■ **Written exercise 1**: According to the trial account below, which of the charged policemen died during the trial?

+++ Page extract

Seven policemen were charged to court for murder – Inspector David Poli, Sergeant Lazarus Adiele, Corporal Desmond Ononuju, Inspector Victor Chiaka, P.C. Augustine Ochiaga, Bonny Aikhadueki and Inspector Sunday Uwadiegwu (who died during the trial). These policemen comprised of police officers from the first checkpoint who chased in the Algon Jeep (Insp. David Poli who drove, Insp. Sunday Uwadiegwu who led the patrol team on duty and Sgt. Adiele) and the mobile policemen from the second checkpoint who opened fire after the alert that the occupants were armed robbers (Corp. Desmond Ononuju, Corp. Bonny Aikhadueki, Inspector Victor Chiaka and P.C. Augustine Ochiaga).


At the trial, the policemen’s defence was that the men were suspected to be armed robbers because they refused a lawful order to stop their vehicle at a police check point which necessitated firing at the vehicle in order to apprehend them. At the conclusion of the trial, the court acquitted three policemen and found Sgt. Lazarus Adiele, Corp. Desmond Ononuju and Corp. Bonny Aikhadueki guilty and sentenced them to death by hanging. They each appealed their convictions and the different appeals were consolidated. In a judgment delivered on the 24th of March 2011, the Court of Appeal overturned the conviction of Sgt. Adiele but upheld the conviction of the other two police officers.

++++++
+++ Task data

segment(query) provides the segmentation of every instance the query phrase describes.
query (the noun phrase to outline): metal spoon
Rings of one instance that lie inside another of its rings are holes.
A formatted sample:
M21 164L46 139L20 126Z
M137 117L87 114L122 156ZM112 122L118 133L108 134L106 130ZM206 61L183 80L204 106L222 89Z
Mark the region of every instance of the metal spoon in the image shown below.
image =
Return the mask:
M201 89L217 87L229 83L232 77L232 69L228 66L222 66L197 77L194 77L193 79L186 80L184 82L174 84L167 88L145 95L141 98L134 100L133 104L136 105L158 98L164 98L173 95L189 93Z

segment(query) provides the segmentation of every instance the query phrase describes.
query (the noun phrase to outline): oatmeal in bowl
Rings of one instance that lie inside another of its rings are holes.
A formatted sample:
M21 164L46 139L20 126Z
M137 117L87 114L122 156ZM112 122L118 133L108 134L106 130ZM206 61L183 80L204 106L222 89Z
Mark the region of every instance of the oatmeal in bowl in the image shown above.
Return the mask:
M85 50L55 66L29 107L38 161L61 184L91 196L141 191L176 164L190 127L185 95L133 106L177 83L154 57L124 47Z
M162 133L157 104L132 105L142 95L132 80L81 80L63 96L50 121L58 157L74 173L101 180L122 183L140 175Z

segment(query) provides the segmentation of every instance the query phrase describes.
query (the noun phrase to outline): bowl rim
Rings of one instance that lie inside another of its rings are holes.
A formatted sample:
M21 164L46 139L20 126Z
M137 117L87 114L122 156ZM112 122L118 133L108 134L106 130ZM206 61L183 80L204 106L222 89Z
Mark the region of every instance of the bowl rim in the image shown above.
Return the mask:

++++++
+++ Task data

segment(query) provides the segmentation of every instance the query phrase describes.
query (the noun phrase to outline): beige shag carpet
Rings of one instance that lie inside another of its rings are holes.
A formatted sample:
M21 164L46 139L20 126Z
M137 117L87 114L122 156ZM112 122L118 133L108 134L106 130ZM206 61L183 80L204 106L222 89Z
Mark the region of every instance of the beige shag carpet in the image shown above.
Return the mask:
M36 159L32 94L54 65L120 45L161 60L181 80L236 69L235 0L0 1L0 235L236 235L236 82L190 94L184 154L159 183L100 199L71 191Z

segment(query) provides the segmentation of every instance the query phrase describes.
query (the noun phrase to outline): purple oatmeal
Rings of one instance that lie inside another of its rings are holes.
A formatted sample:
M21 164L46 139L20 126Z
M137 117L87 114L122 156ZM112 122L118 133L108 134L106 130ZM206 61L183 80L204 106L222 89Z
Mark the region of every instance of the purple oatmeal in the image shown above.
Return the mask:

++++++

■ **Written exercise 2**: Select every line of the entries above that contains the string "carpet", matching case exactly.

■ **Output 1**: Inspector Sunday Uwadiegwu.

■ **Output 2**:
query (the noun phrase to outline): beige shag carpet
Mark the region of every instance of the beige shag carpet in the image shown above.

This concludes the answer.